- [TASK REQUIREMENTS]
- a) According to the patch email, which implementation does the described approach follow?
- b) Reproduce word for word the part of the patch email from "I was working" up to and including "entry and exit.".
- c) Resume the patch email from the point where it stops.

I was working on a more ambitious patch series, but we probably ought to
start small, and this looks fairly sensible to me.

A few minor comments below.

On 13/06/15 23:20, Mario Smarduch wrote:
> Currently VFP/SIMD registers are always saved and restored
> on Guest entry and exit.
> 
> This patch only saves and restores VFP/SIMD registers on
> Guest access. To do this cptr_el2 VFP/SIMD trap is set
> on Guest entry and later checked on exit. This follows
> the ARMv7 VFPv3 implementation. Running an informal test
> there are high number of exits that don't access VFP/SIMD
> registers.

- [EXTRACTED DATA]
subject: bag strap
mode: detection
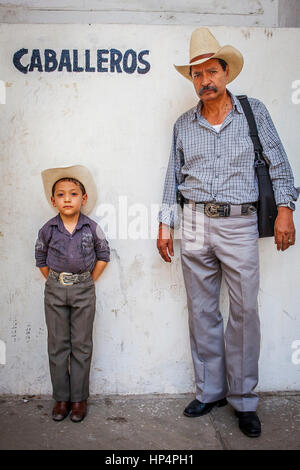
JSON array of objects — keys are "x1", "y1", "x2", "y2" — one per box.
[{"x1": 237, "y1": 95, "x2": 266, "y2": 167}]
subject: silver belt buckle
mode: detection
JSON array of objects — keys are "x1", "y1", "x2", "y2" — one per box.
[
  {"x1": 204, "y1": 202, "x2": 219, "y2": 217},
  {"x1": 59, "y1": 273, "x2": 74, "y2": 286}
]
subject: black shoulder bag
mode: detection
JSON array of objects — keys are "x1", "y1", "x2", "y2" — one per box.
[{"x1": 238, "y1": 95, "x2": 278, "y2": 238}]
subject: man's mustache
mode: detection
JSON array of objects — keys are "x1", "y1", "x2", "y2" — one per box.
[{"x1": 199, "y1": 85, "x2": 218, "y2": 96}]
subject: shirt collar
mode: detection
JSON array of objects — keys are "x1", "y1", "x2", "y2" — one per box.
[
  {"x1": 51, "y1": 212, "x2": 90, "y2": 232},
  {"x1": 191, "y1": 88, "x2": 243, "y2": 121}
]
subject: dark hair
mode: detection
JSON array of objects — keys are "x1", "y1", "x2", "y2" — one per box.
[
  {"x1": 190, "y1": 59, "x2": 227, "y2": 76},
  {"x1": 52, "y1": 178, "x2": 86, "y2": 196}
]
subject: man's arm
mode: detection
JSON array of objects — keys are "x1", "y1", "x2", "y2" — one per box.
[
  {"x1": 157, "y1": 121, "x2": 183, "y2": 263},
  {"x1": 258, "y1": 102, "x2": 298, "y2": 251}
]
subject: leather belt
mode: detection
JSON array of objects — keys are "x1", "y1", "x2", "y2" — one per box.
[
  {"x1": 49, "y1": 269, "x2": 91, "y2": 286},
  {"x1": 184, "y1": 198, "x2": 257, "y2": 217}
]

- [EXPECTED RESPONSES]
- a) The ARMv7 VFPv3 implementation.

- b)
I was working on a more ambitious patch series, but we probably ought to
start small, and this looks fairly sensible to me.

A few minor comments below.

On 13/06/15 23:20, Mario Smarduch wrote:
> Currently VFP/SIMD registers are always saved and restored
> on Guest entry and exit.

- c)
It would be good to add some numbers here. How often do we exit without
having touched the FPSIMD regs? For which workload?

> Tested on FVP Model, executed threads on host and
> Guest accessing VFP/SIMD registers resulting in consistent
> results.
> 
> 
> Signed-off-by: Mario Smarduch <m.smarduch@samsung.com>
> ---
>  arch/arm64/include/asm/kvm_arm.h |  5 +++-
>  arch/arm64/kvm/hyp.S             | 57
> +++++++++++++++++++++++++++++++++++++---
>  2 files changed, 57 insertions(+), 5 deletions(-)
> 
> diff --git a/arch/arm64/include/asm/kvm_arm.h
> b/arch/arm64/include/asm/kvm_arm.h
> index ac6fafb..7605e09 100644
> --- a/arch/arm64/include/asm/kvm_arm.h
> +++ b/arch/arm64/include/asm/kvm_arm.h
> @@ -171,10 +171,13 @@
>  #define HSTR_EL2_TTEE	(1 << 16)
>  #define HSTR_EL2_T(x)	(1 << x)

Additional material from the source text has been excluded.